### Problem statement
Give back the data in full, with every line exact.
* * *
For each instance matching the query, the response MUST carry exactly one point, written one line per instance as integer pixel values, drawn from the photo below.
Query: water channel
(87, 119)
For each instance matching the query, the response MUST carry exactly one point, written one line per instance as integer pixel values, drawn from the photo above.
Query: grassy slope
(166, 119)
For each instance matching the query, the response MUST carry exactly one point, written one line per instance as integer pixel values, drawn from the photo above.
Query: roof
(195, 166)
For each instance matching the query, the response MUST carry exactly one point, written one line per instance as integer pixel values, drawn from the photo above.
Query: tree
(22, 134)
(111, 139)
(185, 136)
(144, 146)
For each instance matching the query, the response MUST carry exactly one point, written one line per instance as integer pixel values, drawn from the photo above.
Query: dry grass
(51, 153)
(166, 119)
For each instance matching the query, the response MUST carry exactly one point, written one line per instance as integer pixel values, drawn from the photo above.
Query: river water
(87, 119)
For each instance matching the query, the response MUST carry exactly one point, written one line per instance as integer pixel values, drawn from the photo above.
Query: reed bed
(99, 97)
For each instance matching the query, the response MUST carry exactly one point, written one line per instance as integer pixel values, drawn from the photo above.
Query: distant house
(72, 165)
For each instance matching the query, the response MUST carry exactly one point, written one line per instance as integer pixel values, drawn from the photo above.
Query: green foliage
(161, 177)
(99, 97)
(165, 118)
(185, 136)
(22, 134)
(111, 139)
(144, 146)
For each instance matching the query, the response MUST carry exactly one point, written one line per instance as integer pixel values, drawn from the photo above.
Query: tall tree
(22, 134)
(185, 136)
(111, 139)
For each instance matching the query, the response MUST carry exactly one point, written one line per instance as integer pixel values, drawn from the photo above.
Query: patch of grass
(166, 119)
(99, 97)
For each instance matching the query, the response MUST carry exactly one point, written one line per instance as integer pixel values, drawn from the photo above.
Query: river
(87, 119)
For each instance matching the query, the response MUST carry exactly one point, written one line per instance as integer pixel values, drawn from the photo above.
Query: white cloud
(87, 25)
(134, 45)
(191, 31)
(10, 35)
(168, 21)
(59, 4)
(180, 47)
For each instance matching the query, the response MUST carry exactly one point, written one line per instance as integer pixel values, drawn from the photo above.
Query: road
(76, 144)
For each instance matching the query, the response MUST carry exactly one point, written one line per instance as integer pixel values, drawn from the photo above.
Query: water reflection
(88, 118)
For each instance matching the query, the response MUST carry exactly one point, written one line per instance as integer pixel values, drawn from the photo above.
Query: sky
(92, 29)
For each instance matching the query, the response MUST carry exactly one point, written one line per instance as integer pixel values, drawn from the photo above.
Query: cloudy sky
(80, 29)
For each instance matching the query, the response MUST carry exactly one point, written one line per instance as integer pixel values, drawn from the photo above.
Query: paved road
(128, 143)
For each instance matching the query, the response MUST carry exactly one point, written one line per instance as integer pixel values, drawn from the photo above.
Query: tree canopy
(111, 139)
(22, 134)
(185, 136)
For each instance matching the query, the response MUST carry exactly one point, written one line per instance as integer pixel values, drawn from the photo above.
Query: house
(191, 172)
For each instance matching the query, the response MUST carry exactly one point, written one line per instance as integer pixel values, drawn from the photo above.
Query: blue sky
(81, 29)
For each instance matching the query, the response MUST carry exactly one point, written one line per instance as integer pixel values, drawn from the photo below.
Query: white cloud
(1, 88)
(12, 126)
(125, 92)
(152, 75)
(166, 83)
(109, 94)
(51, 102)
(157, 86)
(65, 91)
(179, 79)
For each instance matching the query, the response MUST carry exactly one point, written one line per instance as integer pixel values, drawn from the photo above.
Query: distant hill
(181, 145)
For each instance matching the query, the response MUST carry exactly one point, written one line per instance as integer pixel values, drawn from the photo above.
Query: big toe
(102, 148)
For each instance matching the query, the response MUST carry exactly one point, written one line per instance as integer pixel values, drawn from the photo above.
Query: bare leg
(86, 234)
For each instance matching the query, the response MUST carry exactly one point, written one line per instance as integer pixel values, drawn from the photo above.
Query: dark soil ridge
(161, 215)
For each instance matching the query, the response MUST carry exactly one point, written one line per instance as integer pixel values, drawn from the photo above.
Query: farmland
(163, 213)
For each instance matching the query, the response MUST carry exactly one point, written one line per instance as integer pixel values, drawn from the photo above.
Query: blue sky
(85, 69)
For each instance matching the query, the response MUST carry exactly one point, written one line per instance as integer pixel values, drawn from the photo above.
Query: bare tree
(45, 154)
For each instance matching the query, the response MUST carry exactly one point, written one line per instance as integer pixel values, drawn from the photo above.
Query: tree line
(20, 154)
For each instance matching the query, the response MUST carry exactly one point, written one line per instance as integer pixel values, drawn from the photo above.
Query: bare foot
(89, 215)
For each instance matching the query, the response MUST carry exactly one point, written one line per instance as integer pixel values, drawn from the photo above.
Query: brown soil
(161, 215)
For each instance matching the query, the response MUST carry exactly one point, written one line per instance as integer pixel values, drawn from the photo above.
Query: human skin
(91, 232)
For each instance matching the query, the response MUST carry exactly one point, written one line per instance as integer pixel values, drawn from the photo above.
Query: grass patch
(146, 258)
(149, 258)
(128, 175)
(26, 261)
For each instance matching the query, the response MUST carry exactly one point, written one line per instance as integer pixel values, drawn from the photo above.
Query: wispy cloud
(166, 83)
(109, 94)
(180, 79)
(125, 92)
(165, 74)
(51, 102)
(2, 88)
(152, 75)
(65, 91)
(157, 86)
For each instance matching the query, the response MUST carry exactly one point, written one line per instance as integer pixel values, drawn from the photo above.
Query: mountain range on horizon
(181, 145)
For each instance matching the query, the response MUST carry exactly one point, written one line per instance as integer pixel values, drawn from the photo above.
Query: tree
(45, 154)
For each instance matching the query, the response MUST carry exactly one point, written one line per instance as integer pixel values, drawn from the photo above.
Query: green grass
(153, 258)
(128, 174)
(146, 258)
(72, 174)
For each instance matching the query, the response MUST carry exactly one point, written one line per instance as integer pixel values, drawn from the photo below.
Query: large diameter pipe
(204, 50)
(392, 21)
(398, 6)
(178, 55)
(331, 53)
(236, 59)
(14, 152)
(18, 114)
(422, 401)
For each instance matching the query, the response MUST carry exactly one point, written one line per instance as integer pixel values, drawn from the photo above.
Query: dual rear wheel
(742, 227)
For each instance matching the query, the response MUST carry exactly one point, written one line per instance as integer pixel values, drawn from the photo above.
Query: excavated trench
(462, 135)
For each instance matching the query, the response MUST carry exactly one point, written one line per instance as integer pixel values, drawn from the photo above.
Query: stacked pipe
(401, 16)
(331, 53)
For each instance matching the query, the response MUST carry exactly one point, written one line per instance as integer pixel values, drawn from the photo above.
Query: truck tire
* * *
### Reply to the exercise
For each instance matching the query, the response MUST carry exactly one point, written one line per instance as integer pixel values, drawn from the photo below.
Query: water channel
(87, 119)
For each instance matching the query, the response MUST carry exactly one point, written one line per instance as integer pixel values, drawn from the photo above.
Query: grassy slope
(166, 119)
For each instance matching the query, the response MUST carry exactly one point, written one line per instance as integer pixel values, drawn from the photo above.
Query: roof
(195, 166)
For each instance matching the query, the response MUST carry exactly one point, written one line per instance as integer pixel values, drawn from the photo above.
Query: tree
(22, 134)
(111, 139)
(185, 136)
(144, 146)
For each instance matching the query, the response MUST carry exactly one point, written one line per instance as integer pixel values, drawn from the photo above.
Query: dry grass
(51, 153)
(166, 119)
For each instance matching the query, the response MUST carry exactly one point, written one line per instance as integer pixel values, drawn from the photo above.
Query: river water
(87, 119)
For each instance matching the query, the response MUST carry exactly one point, written one line per instance as integer pixel values, drawn from the photo above.
Query: reed bed
(99, 97)
For each instance matching the query, the response MUST carry exactly one point, written one line per instance as integer pixel values, drawn from the photo above.
Query: distant house
(72, 165)
For each instance matching the query, the response MUST carry exactly one point, written one line per instance as integer pixel values, drawn from the photo above.
Query: green foliage
(161, 177)
(99, 97)
(165, 118)
(185, 136)
(22, 134)
(111, 139)
(144, 146)
For each instance matching the query, the response MUST carry exactly one point, written one line per instance as integer pixel values, drawn from the photo above.
Query: tall tree
(22, 134)
(185, 136)
(111, 139)
For each instance matching the query, the response MUST carry exactly one point, written one line per instance as integer pixel values, drawn from the photo above.
Query: patch of grass
(166, 119)
(99, 97)
For each instance matching the query, the response MUST carry exactly one point, written one line per instance as integer pixel values, drawn from the photo above.
Query: river
(87, 119)
For each instance matching the query, the response MUST carry exactly one point, written one line per instance as integer pixel values, drawn from the photo above.
Query: white cloud
(87, 25)
(134, 45)
(191, 31)
(10, 35)
(168, 21)
(59, 4)
(180, 47)
For each instance matching the query, the response MUST carry exactly one point, written one line per instance as integer pixel values, drawn from the photo above.
Query: road
(76, 144)
For each instance matching the query, the response MUST carry exactly one point, written one line per instance as integer pixel values, drawn from the photo above.
Query: water reflection
(88, 118)
For each instance matching the query, the response MUST carry exactly one point, written one line per instance as integer pixel values, drawn from the photo above.
Query: sky
(92, 29)
For each instance matching the query, the response MUST carry exactly one point, written one line per instance as integer pixel values, drawn from the photo above.
Query: cloudy sky
(80, 29)
For each instance matching the query, the response MUST carry exactly one point, written one line per instance as integer pixel values, drawn from the photo above.
Query: paved road
(128, 143)
For each instance matching the query, the response MUST carry exactly one point, written one line per instance as integer pixel values, drawn from the photo above.
Query: tree canopy
(111, 139)
(22, 134)
(185, 136)
For each instance matching the query, the response MUST carry exactly one point, written one line per instance as integer pixel values, drawn from the photo above.
Query: house
(191, 172)
For each instance matching the query, the response MUST carry exactly one point, written one line per instance as integer pixel values, drawn from the photo above.
Query: blue sky
(81, 29)
For each instance matching the query, the response MUST carry exactly one point, written one line per instance as integer pixel values, drawn from the photo below.
Query: white cloud
(1, 88)
(12, 126)
(125, 92)
(152, 75)
(166, 83)
(109, 94)
(51, 102)
(157, 86)
(65, 91)
(179, 79)
For each instance matching the query, the response MUST carry exactly one point, written one line per instance as integer pixel values, drawn from the photo above.
Query: distant hill
(181, 145)
For each instance matching the query, the response MUST carry exactly one point, written one line per instance as integer pixel values, drawn from the photo above.
Query: big toe
(102, 148)
For each instance matching the query, the response MUST carry exactly one point, written one line per instance as integer pixel values, drawn from the photo above.
Query: bare leg
(86, 234)
For each instance matching the query, the response MUST carry exactly one point, written one line per instance as integer pixel values, drawn from the photo above.
Query: dark soil ridge
(161, 215)
For each instance matching the query, the response MUST carry exactly one point, written one line per instance as integer pixel values, drawn from the photo above.
Query: farmland
(163, 213)
For each instance matching the query, the response MUST carry exactly one point, written one line per instance as integer pixel values, drawn from the photo above.
Query: blue sky
(85, 69)
For each instance matching the query, the response MUST carry exactly one point, written one line per instance as integer pixel values, drawn from the photo above.
Query: bare tree
(45, 154)
For each instance matching the query, the response MUST carry exactly one point, written one line per instance as integer pixel values, drawn from the photo above.
Query: tree line
(20, 154)
For each instance matching the query, the response MUST carry exactly one point, written one line per instance as integer pixel values, drawn from the photo above.
Query: bare foot
(89, 215)
For each instance matching the query, the response MUST carry exactly one point, written one line per instance as integer pixel values, drawn from the photo above.
Query: brown soil
(161, 215)
For each instance matching the query, the response MUST carry exactly one point, written one line per instance as integer pixel values, drawn from the photo above.
Query: human skin
(91, 232)
For each instance matching the query, the response MUST carry exactly one point, written one line per instance as integer pixel values, drawn from the photo above.
Query: grass patch
(146, 258)
(149, 258)
(128, 175)
(26, 261)
For each instance matching the query, the response MUST carry exactly one point, written one line per instance as integer pixel values, drawn from the photo above.
Query: wispy cloud
(166, 83)
(109, 94)
(180, 79)
(125, 92)
(165, 74)
(51, 102)
(2, 88)
(152, 75)
(65, 91)
(157, 86)
For each instance matching the query, the response MUST carry exactly one point, written one line per instance as integer pixel values, drawn from the photo above.
Query: mountain range on horizon
(181, 145)
For each instance matching the query, the response MUST carry exactly one point, written one line per instance as integer pixel values, drawn from the photo above.
Query: tree
(45, 154)
For each instance matching the query, the response MUST carry exactly one point, written one line per instance as integer pixel values, drawn from the photo above.
Query: green grass
(153, 258)
(128, 174)
(146, 258)
(72, 174)
For each instance matching the query, the response MUST carry exactly one point, written one line per instance as integer pixel values, drawn from the photo below.
Query: large diameter pipe
(204, 50)
(392, 21)
(398, 6)
(178, 55)
(331, 53)
(236, 59)
(14, 152)
(18, 114)
(422, 401)
For each instance matching the query, the response MUST carry exactly one point, written one line per instance as integer pixel values, drawn from the photo above.
Query: dual rear wheel
(742, 227)
For each instance matching the query, the response MUST carry exactly one point, written one line per instance as integer pixel values, drawn from the photo above.
Query: excavated trench
(462, 135)
For each instance matching the query, the response MUST carry exactly one point, written one line per instance as integer pixel values, drawn from the photo above.
Query: stacked pipe
(401, 16)
(331, 53)
For each instance matching the query, the response MUST carry exactly one point, written one line per instance as integer pixel values, drawn from the photo above.
Query: truck tire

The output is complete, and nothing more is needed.